■ **OBJECTIVE**:
Pick up the commentary on the Browns' and Cavaliers' coaching hires after its final sentence and continue it in the same voice.

■ **GIVEN TEXT**:

□ □ □ □ □

In their last respective offseasons, both teams made outside-the-box hires. The Browns promoted Kitchens to be a first-time head coach even after spending the prior 13 years in the NFL as a positions coach. Jimmy Haslam and company thought it was a good move to give Kitchens the main gig, and I did too, at the time. Meanwhile, the Cavs hired Beilein, a then-66-year-old coach that had never led an NBA team. While he had plenty of success in the college ranks, it was an outside-the-box hire. They didn’t work out. Neither of them was ready for the job. See the pattern?
NBA coaches and continuity don’t matter as much in the NBA as they do in the NFL, but there should be some balance. Collin Sexton just turned 21 last month and is currently in his second NBA season. J.B. Bickerstaff is his fourth head coach already. That’s not ideal for anyone, let alone a kid that’s still trying to maximize and improve his game.
While the Browns have been at or near the bottom of the NFL since their return to the league in 1999, there’s something to be said for the fact that the Cavaliers, despite a far better winning track record, seem to be competing for their level of losing and incompetence. Thank goodness for LeBron James.

□ □ □ □ □

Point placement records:
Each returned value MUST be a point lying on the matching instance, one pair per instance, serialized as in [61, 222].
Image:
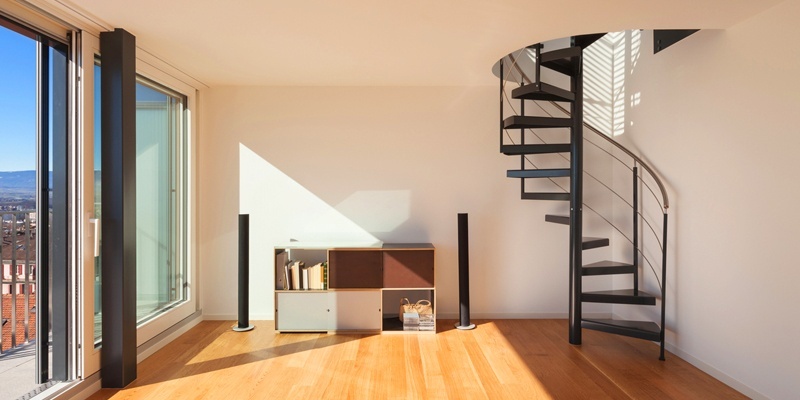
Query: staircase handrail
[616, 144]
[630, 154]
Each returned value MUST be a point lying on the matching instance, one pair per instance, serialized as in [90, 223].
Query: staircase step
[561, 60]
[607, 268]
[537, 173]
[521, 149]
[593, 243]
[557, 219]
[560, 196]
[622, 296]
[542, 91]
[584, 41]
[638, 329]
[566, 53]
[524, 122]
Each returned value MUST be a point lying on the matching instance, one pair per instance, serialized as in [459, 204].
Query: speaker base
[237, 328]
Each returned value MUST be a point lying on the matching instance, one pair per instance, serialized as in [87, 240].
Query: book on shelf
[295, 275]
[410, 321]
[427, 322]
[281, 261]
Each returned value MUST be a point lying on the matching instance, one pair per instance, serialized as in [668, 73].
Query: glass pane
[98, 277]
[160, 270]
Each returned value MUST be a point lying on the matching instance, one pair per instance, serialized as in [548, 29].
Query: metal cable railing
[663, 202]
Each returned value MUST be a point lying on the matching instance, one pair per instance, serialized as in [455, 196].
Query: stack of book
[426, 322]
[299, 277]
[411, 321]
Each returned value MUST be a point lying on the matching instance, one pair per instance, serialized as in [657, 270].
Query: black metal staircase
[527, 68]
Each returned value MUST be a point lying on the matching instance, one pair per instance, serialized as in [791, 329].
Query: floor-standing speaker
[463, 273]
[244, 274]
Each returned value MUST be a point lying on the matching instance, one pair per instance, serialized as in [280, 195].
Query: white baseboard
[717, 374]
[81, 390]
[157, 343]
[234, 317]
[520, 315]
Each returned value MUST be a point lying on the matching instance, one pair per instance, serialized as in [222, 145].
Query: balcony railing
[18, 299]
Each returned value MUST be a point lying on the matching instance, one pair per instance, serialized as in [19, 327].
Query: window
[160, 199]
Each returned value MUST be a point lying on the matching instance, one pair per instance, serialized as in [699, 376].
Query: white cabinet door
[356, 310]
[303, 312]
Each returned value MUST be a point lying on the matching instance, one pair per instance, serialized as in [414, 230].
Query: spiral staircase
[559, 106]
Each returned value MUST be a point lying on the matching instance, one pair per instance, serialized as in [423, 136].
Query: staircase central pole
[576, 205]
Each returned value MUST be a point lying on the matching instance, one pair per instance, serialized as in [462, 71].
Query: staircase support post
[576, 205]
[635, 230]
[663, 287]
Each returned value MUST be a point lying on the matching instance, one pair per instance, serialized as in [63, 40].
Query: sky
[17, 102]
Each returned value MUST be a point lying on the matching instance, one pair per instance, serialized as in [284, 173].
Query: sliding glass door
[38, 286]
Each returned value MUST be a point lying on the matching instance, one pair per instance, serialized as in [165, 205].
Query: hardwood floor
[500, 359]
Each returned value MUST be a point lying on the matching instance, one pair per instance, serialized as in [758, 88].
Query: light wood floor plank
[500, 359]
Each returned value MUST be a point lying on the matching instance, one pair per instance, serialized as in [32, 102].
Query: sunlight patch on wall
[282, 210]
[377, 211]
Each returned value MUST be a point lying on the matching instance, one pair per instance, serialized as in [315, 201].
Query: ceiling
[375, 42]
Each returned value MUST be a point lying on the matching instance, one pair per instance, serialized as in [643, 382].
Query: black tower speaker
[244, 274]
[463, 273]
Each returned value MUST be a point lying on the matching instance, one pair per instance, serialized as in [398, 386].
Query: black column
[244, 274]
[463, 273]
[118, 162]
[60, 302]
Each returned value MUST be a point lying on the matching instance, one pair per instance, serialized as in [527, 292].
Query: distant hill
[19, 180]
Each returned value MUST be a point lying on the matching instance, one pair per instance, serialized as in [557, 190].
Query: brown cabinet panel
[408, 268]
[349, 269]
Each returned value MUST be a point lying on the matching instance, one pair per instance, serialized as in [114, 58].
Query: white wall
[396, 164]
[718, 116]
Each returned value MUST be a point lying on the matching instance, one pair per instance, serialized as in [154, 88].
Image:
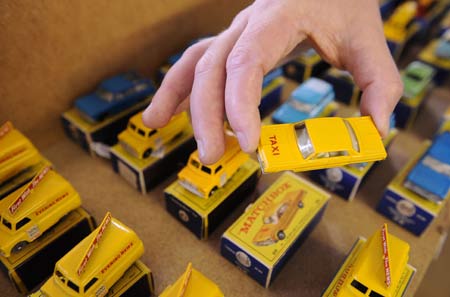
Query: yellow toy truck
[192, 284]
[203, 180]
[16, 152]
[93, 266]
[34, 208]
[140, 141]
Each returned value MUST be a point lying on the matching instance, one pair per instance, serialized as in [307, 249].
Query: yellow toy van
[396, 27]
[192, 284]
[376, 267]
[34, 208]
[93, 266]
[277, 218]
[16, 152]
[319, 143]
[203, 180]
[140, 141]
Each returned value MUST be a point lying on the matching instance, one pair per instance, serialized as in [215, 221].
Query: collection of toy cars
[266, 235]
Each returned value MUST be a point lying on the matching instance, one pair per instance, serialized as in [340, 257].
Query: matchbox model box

□ □ □ □ □

■ **OUTPUT BELOW**:
What’s amazing (and somewhat scary) to think is that… what if LeBron wasn’t born in northeast Ohio? Imagine how dismal and dreadful this current Cavaliers team would be if June 19, 2016 didn’t happen. If the Golden State Warriors blowing a 3-1 series lead didn’t happen.4 If LeBron didn’t return to Cleveland to deliver a promise that was indeed kept. Being a fan of the wine and gold is rough, but at least we will always have 2016.
The good news is that the Indians are competent and not embarrassing. They are the only major sports franchise in Cleveland that can currently say that. The bad news is that the Indians owner continues to reduce the payroll in a World Series contention window despite one of the best players in the game still under contract. Even when stability and competence is there, Cleveland teams can’t get anything going for them. That’s what sucks the most.
I hope that one day, all three teams will be competitive and competing for championships. Right now, that day doesn’t seem as if it will exist. But maybe, hopefully, that wonderful day will take place sometime in my lifetime. That’s my dream.